■ **INPUT ROWS**
Begin

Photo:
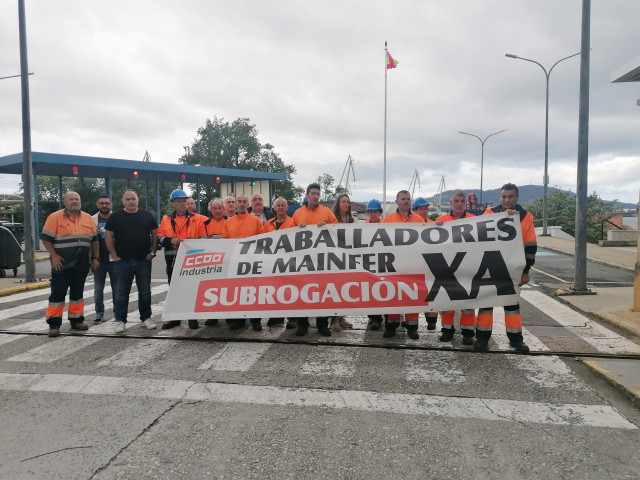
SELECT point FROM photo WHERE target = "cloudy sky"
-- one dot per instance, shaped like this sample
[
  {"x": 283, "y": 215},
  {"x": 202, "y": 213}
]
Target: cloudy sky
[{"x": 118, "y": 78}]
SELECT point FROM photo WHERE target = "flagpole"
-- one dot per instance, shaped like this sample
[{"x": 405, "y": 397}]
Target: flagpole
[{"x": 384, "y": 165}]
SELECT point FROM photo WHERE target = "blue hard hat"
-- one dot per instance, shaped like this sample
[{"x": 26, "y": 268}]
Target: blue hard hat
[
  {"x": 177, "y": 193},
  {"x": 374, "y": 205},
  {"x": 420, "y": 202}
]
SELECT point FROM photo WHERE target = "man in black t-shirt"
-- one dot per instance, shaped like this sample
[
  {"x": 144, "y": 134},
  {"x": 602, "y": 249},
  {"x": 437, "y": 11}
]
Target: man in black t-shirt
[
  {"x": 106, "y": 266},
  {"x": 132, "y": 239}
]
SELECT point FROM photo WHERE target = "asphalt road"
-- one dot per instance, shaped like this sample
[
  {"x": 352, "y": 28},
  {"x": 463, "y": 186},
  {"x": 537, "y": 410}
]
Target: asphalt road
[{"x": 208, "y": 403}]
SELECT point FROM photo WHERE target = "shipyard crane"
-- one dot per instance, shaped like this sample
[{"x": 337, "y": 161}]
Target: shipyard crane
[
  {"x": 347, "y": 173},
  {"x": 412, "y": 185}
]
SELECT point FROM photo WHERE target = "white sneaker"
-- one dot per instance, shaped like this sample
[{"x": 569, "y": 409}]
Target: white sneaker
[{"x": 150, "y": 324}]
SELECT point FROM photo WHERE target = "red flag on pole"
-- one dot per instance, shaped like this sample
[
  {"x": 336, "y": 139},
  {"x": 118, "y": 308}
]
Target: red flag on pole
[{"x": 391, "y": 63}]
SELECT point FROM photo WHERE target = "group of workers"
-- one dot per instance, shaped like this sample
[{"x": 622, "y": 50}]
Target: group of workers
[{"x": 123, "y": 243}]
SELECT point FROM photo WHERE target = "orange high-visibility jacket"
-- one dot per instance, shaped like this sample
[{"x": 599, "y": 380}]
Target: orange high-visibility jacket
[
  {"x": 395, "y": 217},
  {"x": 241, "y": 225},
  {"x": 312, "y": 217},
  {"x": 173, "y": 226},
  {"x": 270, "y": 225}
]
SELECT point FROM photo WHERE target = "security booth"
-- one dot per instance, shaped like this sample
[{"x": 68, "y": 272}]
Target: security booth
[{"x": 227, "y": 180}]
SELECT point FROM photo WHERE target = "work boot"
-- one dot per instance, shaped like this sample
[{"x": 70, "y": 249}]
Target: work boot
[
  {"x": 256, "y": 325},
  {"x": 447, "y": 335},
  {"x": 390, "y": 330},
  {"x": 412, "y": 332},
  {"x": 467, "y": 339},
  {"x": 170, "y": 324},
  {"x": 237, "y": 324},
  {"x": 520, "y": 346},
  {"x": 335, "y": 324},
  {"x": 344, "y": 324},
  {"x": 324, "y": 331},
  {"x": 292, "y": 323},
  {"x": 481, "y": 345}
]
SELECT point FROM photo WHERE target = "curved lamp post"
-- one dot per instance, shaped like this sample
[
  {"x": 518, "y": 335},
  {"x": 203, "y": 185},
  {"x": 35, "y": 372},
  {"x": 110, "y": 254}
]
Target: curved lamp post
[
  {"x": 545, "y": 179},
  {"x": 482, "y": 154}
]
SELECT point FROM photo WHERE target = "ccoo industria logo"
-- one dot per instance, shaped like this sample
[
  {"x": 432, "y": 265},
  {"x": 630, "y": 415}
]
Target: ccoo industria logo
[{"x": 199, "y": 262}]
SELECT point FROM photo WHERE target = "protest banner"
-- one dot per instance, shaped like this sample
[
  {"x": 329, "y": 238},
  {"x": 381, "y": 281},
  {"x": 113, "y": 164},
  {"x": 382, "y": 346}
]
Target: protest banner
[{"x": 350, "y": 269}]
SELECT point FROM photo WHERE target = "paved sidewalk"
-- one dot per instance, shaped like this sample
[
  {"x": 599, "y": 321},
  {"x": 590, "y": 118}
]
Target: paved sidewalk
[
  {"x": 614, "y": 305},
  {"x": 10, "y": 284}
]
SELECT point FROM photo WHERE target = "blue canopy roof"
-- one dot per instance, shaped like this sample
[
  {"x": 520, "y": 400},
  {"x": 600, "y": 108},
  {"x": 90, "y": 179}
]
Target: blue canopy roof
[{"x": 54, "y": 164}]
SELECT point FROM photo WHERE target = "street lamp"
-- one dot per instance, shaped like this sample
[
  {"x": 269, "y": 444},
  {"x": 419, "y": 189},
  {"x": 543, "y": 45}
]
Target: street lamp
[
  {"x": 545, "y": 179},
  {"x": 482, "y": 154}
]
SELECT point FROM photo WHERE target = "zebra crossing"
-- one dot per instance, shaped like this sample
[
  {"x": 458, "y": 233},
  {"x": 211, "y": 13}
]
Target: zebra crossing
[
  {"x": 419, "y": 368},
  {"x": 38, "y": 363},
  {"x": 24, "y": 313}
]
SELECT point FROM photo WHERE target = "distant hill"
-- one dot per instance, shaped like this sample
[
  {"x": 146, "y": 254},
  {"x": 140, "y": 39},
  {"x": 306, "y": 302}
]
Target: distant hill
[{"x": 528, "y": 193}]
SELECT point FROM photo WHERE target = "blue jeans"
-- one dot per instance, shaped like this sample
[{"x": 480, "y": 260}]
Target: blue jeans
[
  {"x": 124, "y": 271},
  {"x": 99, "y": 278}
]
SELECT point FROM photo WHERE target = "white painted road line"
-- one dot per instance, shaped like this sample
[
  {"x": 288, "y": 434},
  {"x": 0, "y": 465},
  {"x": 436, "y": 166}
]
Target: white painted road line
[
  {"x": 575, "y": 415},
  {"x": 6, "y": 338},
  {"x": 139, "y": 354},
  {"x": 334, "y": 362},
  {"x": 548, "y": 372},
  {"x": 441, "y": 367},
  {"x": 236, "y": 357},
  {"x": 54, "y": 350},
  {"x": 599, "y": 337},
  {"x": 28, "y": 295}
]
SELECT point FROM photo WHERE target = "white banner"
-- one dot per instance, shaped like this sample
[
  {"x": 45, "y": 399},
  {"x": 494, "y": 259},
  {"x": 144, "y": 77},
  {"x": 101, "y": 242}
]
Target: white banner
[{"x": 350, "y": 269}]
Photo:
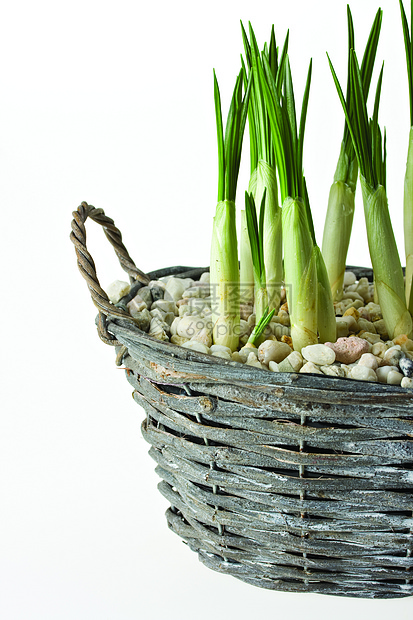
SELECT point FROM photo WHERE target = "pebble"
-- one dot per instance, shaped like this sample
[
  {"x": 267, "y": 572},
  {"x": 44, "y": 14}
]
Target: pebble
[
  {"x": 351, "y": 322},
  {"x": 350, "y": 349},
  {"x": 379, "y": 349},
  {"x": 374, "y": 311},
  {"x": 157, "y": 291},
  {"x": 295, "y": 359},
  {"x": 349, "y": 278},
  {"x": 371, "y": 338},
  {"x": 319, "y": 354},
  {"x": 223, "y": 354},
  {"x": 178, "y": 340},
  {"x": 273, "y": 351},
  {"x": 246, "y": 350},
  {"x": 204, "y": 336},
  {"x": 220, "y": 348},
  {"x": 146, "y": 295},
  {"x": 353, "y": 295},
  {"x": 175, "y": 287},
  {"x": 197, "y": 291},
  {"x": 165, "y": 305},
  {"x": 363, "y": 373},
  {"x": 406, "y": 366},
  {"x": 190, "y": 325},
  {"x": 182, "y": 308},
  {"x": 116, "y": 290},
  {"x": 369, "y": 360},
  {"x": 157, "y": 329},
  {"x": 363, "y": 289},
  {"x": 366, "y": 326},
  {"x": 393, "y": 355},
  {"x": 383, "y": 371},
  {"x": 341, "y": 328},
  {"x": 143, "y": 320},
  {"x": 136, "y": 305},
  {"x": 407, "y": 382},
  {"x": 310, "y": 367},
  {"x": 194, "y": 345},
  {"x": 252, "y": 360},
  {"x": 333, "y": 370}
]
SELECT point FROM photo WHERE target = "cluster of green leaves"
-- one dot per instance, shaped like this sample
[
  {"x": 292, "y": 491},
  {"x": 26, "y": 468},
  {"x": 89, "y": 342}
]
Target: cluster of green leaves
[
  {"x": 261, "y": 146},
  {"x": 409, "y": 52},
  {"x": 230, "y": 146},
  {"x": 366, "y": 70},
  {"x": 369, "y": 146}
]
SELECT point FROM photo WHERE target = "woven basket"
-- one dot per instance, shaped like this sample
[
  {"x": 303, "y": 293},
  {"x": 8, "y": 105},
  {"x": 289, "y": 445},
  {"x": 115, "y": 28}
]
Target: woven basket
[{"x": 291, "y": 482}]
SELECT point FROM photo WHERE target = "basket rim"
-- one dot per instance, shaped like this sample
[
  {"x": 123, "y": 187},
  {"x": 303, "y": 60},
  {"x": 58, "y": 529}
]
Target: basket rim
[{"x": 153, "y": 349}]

End

■ **WORK TO DO**
Pull out every line of the rows above that contains the string "high", with matching case.

■ **FINISHED ANSWER**
SELECT point FROM photo WHERE target = "orange high-visibility jacket"
Target: orange high-visibility jacket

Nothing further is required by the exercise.